→ Work request
Return the records below exactly as they are written.

[Point-per-instance localization data]
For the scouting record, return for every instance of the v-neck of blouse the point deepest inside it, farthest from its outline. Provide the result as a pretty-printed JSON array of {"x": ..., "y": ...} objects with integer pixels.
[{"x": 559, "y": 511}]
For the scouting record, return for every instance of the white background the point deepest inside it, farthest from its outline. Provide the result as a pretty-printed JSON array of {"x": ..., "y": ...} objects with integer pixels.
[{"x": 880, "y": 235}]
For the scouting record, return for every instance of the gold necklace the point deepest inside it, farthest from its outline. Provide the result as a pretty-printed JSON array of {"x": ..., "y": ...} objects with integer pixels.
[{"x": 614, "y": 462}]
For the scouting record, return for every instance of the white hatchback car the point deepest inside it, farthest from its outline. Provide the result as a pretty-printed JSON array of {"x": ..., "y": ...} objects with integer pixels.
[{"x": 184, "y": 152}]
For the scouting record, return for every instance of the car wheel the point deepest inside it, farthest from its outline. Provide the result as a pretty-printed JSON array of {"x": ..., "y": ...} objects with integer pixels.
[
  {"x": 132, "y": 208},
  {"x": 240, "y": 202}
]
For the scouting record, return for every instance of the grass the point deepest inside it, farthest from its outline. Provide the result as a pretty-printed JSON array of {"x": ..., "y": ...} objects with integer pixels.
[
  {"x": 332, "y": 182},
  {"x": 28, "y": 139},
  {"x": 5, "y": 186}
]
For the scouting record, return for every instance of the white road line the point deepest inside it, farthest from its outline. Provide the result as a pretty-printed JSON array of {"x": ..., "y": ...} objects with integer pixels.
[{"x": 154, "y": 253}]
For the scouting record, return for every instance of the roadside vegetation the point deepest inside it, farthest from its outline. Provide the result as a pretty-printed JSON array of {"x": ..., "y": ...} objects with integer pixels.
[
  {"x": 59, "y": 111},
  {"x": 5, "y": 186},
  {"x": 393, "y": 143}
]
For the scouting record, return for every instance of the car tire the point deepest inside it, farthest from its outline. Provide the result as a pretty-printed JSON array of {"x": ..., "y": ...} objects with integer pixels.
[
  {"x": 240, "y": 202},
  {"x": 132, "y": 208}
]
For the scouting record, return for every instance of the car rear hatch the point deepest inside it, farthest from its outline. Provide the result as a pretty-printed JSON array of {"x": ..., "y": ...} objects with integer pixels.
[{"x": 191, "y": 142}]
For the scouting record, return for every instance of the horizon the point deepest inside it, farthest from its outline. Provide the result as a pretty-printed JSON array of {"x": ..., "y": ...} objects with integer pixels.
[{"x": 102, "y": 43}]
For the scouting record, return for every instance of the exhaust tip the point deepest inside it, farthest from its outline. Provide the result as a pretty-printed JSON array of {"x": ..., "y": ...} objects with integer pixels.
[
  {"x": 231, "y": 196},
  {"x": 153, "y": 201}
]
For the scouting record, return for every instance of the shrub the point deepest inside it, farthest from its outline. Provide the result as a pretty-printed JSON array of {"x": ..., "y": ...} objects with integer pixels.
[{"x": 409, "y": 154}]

→ Problem solution
For the scouting record, return for every instance of the v-neck of blouse the point deepest inside it, farthest from its outline. Provide the result as a pretty-printed JSON array of {"x": ..., "y": ...} objects with integer pixels.
[{"x": 559, "y": 511}]
For the scouting record, return for every instance of the white background the point deepest inside it, farthest from its outline. Provide the result as a pretty-printed JSON array of {"x": ..., "y": ...} objects with integer pixels.
[{"x": 880, "y": 235}]
For the scouting record, return for every instance of the gold necklace the point deepest inside it, farthest from its outline. Provide the result as a pretty-printed JSON array of {"x": ..., "y": ...} objects with integer pixels.
[{"x": 614, "y": 462}]
For the scouting record, return for every instance of the white hatchback car the point deepest inside it, farthest from its outline. Provide the result as a pretty-printed JSON array of {"x": ..., "y": ...} objects with integer pixels.
[{"x": 184, "y": 152}]
For the scouting record, return for every instance of the car wheel the point deepest inside it, farthest from its outline. Provide the result as a pretty-printed JSON array of {"x": ..., "y": ...} objects with integer pixels.
[
  {"x": 132, "y": 208},
  {"x": 240, "y": 202}
]
For the scouting record, return for every instance of the grass the point deepest inside it, farthest from its outline. Provide the result as a pretty-printed JSON array of {"x": ..., "y": ...} objects with integer pixels.
[
  {"x": 332, "y": 182},
  {"x": 28, "y": 139},
  {"x": 5, "y": 186}
]
For the scouting record, return for every instance of the white road line the point deepest inside it, farthest from its outline. Provide the result as a pretty-printed JSON array of {"x": ..., "y": ...} objects with integer pixels.
[{"x": 154, "y": 253}]
For the scouting record, return for every instance of the roadside vegetation the point deepest inside it, farthest from its outline. Provide the result as a pretty-printed JSON array of {"x": ..., "y": ...} objects with integer pixels.
[
  {"x": 59, "y": 111},
  {"x": 5, "y": 186},
  {"x": 393, "y": 143}
]
For the scouting record, return for every instance of the car tire the point deepest inside it, farthest from its outline. Provide the result as a pretty-printed JSON array of {"x": ..., "y": ...} objects with integer pixels.
[
  {"x": 240, "y": 202},
  {"x": 132, "y": 208}
]
For the scouting record, return for every instance of the car rear hatch the point deepest inside it, farthest from its outline. Provide the result as a pretty-printed JSON array of {"x": ..., "y": ...} objects with integer pixels.
[{"x": 191, "y": 142}]
For the scouting record, return for every instance of the horizon the point deepest inside it, farthest from its outline. Provide the result as a pretty-printed JSON array of {"x": ..., "y": ...} objects with integer pixels.
[{"x": 102, "y": 43}]
For the scouting record, return for every instance of the exhaust tip the point deepest inside it, farthest from its outline. Provide the result as a pretty-printed JSON array of {"x": ..., "y": ...} objects with integer pixels.
[
  {"x": 231, "y": 196},
  {"x": 153, "y": 201}
]
For the scouting record, return for every instance of the shrub the point deepest inside it, farthest from its outline. Provide the result as a pretty-printed JSON array of {"x": ..., "y": ...} objects with integer pixels.
[{"x": 409, "y": 154}]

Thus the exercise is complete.